**Available records**
┄┄┄┄┄┄

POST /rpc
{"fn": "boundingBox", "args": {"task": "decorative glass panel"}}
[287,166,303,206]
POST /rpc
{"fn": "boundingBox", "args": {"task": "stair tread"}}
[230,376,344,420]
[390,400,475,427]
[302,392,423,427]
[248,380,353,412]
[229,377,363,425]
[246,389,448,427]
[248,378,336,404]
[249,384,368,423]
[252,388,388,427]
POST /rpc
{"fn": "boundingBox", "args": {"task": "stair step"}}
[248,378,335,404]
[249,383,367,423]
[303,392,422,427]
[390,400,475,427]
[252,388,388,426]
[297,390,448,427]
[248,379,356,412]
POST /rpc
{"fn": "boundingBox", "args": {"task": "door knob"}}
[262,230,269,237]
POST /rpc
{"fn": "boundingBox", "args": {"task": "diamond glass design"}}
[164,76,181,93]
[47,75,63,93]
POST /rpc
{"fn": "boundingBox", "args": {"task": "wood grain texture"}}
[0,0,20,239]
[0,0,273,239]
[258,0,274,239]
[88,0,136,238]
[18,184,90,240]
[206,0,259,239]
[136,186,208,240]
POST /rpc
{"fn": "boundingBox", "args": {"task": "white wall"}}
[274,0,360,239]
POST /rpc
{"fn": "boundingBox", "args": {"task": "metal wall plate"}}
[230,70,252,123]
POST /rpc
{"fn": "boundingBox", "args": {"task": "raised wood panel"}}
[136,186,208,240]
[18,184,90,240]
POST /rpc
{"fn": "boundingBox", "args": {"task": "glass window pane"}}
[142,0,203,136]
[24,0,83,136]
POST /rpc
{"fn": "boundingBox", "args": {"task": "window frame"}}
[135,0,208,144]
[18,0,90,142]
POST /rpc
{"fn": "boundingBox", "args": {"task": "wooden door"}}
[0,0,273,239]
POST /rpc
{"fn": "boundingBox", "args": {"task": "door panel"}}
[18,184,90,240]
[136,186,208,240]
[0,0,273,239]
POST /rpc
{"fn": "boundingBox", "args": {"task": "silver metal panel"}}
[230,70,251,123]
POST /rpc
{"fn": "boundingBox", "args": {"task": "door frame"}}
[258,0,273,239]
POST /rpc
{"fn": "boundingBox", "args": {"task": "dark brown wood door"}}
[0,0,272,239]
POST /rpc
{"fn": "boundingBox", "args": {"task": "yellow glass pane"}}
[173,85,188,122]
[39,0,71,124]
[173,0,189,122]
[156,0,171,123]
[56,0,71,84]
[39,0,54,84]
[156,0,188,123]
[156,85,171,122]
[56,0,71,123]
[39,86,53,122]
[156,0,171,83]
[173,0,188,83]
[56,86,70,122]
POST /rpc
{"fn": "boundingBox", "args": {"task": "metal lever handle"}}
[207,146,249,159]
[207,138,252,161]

┄┄┄┄┄┄

**Exercise brief**
Every record above is to be written out exactly.

**Solution**
POST /rpc
{"fn": "boundingBox", "args": {"task": "decorative glass panel"}}
[287,166,303,206]
POST /rpc
{"fn": "boundingBox", "args": {"task": "stair tread"}}
[230,376,344,420]
[390,400,475,427]
[302,392,423,427]
[248,380,353,412]
[229,377,363,425]
[246,389,448,427]
[248,378,336,404]
[249,384,368,423]
[252,388,388,427]
POST /rpc
{"fn": "boundingBox", "args": {"task": "stair step"}}
[248,378,335,404]
[249,383,367,423]
[303,392,422,427]
[390,400,475,427]
[252,388,388,426]
[297,390,448,427]
[248,379,356,412]
POST /rpc
{"fn": "boundingBox", "args": {"task": "door knob"}}
[262,230,269,237]
POST /rpc
{"fn": "boundingBox", "args": {"task": "diamond glass design"}}
[164,76,181,93]
[47,75,63,93]
POST /rpc
{"fn": "boundingBox", "args": {"task": "wood grain texture"}}
[0,0,20,239]
[0,0,273,239]
[258,0,274,239]
[88,0,136,238]
[18,184,90,240]
[206,0,259,239]
[136,186,208,240]
POST /rpc
{"fn": "boundingBox", "args": {"task": "white wall"}}
[274,0,360,239]
POST /rpc
{"fn": "boundingBox", "args": {"task": "metal wall plate"}}
[230,70,252,123]
POST /rpc
{"fn": "boundingBox", "args": {"task": "raised wood panel"}}
[136,186,208,240]
[18,184,90,240]
POST /rpc
{"fn": "boundingBox", "args": {"task": "glass window pane"}}
[142,0,203,136]
[24,0,83,136]
POST /rpc
{"fn": "boundingBox", "args": {"task": "window frame"}}
[135,0,208,144]
[18,0,90,142]
POST /rpc
{"fn": "boundingBox", "args": {"task": "wooden door"}}
[0,0,273,239]
POST /rpc
{"fn": "boundingBox", "args": {"task": "door panel"}}
[18,184,90,240]
[136,186,208,240]
[0,0,273,239]
POST /rpc
{"fn": "boundingBox", "args": {"task": "silver metal panel"}}
[230,70,251,123]
POST /rpc
{"fn": "boundingBox", "args": {"task": "door frame"}}
[258,0,273,239]
POST /rpc
{"fn": "boundingBox", "args": {"task": "dark brown wood door"}}
[0,0,272,239]
POST /rpc
{"fn": "boundingBox", "args": {"task": "yellow glass pane"}}
[173,85,188,122]
[39,0,71,124]
[173,0,189,122]
[156,0,171,123]
[56,0,71,84]
[39,0,54,84]
[156,0,188,123]
[156,85,171,122]
[56,0,71,123]
[39,86,53,122]
[156,0,171,83]
[173,0,188,83]
[56,86,70,122]
POST /rpc
{"fn": "boundingBox", "args": {"task": "metal lever handle"}}
[207,146,249,159]
[207,138,252,161]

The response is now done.